## Given task 1:
Find every line in the entries that contains the word "ornament", matching case exactly, and copy each such line.

## Text passage:
## START

Nexus Gold

Franco-Nevada Reports Q2 2017 Results

TORONTO, Aug. 8, 2017 /CNW/ - "Franco-Nevada's diversified portfolio continues to perform very well" commented David Harquail, CEO.  "We are now expecting to finish 2017 at the higher end of our original gold equivalent ounce guidance.  The exercise of our 2017 warrants during the second quarter has raised $356 million.  That brings our cash and cash equivalents to over $600 million and we have another $1.1 billion in available credit facilities.  Franco-Nevada is very active in both precious metals and Oil & Gas investment opportunities and I am confident we can add further assets in each category before year end."

Q2/2017 Financial Highlights

  • 122,541 Gold Equivalent Ounces1 (GEOs) sold
  • $163.6 million in revenue
  • $125.5 million of Adjusted EBITDA2 or $0.69 per share
  • $45.6 million of net income or $0.25 per share
  • $46.1 million of Adjusted Net Income3 or $0.25 per share
  • $614.3 million in cash and cash equivalents at quarter-end and no debt, reflecting proceeds of $356.4 million from the exercise of share purchase warrants
 Revenue and GEOs by Asset Categories
      Q2/2017   Q2/2016
      GEOs   Revenue   GEOs   Revenue
      #   (in millions)   #   (in millions)

## END

## Given task 2:
Using the Franco-Nevada press release, decide whether each statement agrees with it: (a) the warrant exercise in the second quarter raised $356 million; (b) the company ended the quarter carrying debt; (c) net income came to $0.69 per share. Answer yes or no for each and quote the deciding words.

Records:
## START

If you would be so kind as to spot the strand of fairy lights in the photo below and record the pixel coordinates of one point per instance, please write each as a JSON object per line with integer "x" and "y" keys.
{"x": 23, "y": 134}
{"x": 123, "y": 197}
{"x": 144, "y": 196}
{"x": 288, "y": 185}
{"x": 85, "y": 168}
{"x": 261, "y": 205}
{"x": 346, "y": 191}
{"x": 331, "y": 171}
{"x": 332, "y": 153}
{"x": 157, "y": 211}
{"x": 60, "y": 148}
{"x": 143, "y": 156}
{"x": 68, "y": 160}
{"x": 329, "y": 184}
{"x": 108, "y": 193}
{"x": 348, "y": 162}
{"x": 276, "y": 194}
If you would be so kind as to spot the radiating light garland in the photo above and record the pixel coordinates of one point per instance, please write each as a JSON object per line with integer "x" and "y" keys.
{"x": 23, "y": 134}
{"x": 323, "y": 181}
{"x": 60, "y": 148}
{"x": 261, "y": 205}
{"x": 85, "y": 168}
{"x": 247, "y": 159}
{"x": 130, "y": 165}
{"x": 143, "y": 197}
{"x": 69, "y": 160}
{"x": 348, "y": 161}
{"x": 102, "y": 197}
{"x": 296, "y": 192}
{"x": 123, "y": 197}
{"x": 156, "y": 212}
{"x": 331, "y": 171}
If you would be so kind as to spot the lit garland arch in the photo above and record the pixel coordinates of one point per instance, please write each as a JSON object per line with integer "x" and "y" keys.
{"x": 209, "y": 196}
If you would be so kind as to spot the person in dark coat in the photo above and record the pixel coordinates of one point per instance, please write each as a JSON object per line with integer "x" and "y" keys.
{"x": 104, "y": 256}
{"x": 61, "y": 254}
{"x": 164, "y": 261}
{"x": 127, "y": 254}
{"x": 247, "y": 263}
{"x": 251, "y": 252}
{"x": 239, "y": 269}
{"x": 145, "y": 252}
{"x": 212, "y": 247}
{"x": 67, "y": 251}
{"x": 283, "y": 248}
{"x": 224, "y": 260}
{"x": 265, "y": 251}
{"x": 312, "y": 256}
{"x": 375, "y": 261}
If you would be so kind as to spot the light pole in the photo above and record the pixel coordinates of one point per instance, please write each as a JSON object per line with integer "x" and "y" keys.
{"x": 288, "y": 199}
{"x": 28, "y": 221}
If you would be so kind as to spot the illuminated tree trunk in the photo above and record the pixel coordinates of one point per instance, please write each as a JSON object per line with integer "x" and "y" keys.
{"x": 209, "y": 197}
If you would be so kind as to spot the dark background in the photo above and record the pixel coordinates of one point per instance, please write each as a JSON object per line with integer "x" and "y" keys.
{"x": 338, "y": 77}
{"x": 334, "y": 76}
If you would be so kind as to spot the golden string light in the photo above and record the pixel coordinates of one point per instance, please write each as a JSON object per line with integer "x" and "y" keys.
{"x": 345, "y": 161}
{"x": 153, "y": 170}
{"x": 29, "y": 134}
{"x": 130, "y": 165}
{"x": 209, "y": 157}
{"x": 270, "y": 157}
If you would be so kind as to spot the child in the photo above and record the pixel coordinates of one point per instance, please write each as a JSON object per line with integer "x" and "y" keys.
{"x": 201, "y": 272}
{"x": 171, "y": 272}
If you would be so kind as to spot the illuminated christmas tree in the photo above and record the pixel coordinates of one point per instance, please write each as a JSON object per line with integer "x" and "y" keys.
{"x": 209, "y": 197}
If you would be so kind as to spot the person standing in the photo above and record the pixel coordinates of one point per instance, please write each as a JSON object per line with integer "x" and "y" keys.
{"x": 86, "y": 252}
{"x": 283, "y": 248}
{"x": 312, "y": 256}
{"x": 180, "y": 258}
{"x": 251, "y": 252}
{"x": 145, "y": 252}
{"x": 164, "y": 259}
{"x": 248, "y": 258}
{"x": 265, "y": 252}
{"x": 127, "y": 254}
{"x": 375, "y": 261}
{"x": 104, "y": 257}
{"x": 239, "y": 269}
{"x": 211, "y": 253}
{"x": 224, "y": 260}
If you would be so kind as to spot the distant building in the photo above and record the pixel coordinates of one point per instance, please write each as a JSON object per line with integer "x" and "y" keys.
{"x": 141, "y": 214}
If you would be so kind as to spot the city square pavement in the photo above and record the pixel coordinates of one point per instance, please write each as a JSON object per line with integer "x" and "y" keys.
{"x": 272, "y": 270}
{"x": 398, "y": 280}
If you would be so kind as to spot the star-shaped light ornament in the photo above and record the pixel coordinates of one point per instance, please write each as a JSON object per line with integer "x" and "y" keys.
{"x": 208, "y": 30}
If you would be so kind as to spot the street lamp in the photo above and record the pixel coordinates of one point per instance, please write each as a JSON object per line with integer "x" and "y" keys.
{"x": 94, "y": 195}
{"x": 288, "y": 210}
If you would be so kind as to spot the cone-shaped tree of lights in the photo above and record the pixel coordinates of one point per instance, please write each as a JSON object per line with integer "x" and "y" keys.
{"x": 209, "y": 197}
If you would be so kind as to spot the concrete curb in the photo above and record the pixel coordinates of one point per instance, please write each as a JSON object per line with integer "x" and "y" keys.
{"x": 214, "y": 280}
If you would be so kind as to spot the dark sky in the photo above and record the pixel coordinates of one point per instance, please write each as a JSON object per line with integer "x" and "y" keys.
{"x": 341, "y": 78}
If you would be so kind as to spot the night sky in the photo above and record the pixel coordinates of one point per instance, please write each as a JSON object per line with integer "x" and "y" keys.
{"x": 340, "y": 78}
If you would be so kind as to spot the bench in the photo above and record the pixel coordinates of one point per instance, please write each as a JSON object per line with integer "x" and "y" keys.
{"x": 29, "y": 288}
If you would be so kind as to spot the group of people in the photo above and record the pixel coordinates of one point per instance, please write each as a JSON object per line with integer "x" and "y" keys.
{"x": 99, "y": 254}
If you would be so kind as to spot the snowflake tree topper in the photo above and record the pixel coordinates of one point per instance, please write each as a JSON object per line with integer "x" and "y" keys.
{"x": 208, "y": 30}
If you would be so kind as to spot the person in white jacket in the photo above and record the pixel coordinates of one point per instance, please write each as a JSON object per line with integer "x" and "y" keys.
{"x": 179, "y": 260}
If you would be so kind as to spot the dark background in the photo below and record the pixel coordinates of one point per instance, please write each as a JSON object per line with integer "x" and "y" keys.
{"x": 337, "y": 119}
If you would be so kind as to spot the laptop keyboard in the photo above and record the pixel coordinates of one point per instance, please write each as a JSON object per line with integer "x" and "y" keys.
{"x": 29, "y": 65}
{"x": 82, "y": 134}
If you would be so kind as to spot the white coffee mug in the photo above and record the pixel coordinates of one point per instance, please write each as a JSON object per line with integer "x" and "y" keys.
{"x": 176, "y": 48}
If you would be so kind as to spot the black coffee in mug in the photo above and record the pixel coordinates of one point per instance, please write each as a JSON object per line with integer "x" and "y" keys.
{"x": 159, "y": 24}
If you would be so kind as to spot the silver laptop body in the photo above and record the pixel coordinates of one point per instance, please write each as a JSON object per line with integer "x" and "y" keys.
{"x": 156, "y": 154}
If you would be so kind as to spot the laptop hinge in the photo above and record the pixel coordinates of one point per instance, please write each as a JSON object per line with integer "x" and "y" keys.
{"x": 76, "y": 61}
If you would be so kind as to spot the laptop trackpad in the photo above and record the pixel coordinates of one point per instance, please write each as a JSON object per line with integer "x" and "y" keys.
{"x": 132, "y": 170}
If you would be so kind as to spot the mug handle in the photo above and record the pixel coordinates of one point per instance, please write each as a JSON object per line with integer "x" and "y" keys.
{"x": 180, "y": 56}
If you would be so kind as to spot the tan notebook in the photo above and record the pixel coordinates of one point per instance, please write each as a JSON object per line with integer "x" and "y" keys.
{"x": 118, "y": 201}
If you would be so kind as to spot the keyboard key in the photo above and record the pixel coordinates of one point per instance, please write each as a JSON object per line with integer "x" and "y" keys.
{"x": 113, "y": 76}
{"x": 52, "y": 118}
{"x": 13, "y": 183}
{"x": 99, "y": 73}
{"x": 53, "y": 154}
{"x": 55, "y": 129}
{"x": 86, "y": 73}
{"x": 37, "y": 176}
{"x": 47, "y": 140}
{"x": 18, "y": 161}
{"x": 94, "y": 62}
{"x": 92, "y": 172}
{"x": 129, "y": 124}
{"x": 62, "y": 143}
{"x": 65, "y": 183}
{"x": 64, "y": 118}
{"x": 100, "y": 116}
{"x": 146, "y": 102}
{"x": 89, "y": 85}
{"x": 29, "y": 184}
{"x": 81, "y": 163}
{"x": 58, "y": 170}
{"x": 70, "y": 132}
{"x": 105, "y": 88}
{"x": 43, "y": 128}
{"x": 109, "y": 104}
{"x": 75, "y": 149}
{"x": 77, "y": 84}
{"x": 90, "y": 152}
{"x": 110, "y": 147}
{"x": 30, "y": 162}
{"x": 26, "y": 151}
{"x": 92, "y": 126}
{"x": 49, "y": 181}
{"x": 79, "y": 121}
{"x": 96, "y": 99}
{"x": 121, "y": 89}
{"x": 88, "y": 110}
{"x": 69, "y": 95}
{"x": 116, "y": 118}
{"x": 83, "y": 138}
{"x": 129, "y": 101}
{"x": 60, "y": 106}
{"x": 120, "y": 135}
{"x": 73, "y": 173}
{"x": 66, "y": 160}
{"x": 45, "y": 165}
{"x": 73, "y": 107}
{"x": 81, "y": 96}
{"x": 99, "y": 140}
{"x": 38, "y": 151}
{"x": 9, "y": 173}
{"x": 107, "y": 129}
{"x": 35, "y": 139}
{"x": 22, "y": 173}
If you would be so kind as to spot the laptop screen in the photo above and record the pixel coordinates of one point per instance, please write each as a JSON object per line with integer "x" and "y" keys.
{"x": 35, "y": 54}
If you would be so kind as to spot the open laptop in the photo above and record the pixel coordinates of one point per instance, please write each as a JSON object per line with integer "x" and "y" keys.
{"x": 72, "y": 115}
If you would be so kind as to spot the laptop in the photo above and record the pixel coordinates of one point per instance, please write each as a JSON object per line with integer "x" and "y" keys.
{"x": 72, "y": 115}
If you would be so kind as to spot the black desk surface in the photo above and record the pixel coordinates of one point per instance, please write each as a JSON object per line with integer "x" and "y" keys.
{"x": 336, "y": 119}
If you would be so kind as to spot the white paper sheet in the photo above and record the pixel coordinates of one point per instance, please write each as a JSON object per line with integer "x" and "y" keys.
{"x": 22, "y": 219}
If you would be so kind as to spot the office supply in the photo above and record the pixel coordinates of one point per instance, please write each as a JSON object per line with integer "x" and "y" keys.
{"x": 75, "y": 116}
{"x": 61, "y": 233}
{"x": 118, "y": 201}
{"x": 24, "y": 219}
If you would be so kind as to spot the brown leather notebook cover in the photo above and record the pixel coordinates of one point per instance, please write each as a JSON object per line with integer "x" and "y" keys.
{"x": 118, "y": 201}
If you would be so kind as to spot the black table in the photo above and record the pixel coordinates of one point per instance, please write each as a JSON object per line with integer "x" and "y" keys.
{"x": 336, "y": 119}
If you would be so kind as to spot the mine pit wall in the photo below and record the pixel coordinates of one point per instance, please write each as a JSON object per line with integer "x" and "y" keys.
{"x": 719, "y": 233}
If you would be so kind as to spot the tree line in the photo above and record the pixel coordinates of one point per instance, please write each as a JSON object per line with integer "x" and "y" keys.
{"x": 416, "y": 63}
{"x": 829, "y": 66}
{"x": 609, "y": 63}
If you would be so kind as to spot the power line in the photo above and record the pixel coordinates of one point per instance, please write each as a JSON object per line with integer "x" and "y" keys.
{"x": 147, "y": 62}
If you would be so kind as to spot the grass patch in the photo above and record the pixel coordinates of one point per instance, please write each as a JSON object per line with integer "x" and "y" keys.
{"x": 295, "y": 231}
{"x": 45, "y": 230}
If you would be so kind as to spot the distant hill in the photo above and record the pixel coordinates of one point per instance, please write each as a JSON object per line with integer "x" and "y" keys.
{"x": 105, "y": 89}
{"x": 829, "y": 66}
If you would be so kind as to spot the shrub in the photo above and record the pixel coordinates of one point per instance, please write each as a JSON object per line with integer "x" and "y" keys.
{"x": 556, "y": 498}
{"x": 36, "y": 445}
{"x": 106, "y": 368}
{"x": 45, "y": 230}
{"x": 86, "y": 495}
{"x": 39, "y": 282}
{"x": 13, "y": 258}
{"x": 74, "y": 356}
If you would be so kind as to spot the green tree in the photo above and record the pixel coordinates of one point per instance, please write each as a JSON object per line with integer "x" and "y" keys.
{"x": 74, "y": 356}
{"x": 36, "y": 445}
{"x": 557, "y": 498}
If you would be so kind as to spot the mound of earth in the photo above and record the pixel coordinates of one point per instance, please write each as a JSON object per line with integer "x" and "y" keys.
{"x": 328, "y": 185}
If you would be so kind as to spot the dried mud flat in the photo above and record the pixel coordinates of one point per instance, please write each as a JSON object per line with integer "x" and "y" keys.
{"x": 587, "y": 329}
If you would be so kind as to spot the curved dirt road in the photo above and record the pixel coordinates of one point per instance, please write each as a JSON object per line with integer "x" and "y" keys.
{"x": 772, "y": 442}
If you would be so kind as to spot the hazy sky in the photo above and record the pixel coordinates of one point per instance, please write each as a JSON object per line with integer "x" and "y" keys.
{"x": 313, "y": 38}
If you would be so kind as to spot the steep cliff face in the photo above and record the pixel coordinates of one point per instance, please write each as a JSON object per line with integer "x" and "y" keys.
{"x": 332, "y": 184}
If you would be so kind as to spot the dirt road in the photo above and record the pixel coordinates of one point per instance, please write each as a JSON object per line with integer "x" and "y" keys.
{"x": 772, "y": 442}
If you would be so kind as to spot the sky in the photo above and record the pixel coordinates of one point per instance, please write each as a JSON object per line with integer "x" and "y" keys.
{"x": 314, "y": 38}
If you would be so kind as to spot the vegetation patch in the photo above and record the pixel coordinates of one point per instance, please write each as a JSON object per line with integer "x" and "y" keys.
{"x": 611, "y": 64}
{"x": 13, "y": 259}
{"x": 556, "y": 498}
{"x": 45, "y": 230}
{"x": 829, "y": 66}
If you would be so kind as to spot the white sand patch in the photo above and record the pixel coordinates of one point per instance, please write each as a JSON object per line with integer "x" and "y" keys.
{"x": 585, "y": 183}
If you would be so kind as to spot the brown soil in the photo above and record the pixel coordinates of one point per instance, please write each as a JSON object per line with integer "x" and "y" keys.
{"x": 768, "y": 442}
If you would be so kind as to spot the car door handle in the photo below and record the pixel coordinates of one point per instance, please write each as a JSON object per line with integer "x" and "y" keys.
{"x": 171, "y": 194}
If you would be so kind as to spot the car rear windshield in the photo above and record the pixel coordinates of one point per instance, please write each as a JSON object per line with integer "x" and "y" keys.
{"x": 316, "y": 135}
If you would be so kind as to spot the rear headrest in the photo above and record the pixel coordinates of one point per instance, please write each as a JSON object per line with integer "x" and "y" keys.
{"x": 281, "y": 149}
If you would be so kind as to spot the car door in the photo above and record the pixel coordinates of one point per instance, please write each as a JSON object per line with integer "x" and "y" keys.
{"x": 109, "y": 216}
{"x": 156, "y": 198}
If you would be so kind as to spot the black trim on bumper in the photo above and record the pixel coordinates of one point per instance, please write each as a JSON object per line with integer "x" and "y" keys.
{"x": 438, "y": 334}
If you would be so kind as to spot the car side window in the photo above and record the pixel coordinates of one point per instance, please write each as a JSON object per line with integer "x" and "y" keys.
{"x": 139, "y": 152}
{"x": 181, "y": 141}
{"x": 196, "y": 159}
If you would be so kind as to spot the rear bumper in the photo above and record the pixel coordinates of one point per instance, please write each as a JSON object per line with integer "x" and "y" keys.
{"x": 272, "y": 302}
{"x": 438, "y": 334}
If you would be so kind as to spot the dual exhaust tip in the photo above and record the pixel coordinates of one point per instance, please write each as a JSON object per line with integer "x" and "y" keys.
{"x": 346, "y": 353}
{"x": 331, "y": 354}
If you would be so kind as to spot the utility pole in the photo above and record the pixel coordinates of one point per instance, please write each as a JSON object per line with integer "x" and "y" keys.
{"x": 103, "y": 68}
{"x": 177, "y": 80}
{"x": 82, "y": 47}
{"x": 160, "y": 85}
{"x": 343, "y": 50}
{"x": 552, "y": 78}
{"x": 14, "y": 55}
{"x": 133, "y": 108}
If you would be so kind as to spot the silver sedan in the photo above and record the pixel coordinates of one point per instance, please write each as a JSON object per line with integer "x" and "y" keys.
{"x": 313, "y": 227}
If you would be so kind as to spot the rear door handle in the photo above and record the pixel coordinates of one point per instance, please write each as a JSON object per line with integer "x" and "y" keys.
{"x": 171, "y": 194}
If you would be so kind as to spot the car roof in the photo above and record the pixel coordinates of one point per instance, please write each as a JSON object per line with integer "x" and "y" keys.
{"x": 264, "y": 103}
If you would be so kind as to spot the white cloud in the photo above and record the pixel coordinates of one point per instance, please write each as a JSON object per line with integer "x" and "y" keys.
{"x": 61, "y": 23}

## END

## Solution 1:
If you would be so kind as to spot the star-shaped light ornament in the photo above and record the pixel coordinates of one point per instance, please write each as a JSON object per line with integer "x" and "y" keys.

## Solution 2:
(a) Yes: "The exercise of our 2017 warrants during the second quarter has raised $356 million."
(b) No: "$614.3 million in cash and cash equivalents at quarter-end and no debt"
(c) No: "$45.6 million of net income or $0.25 per share"